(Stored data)
────
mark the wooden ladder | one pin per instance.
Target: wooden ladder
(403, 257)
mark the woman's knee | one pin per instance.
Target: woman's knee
────
Work to complete: Word for word, restate each of the records above.

Expected output:
mark the wooden ladder | one pin per instance.
Target: wooden ladder
(403, 257)
mark the woman's knee | one pin per instance.
Target: woman's knee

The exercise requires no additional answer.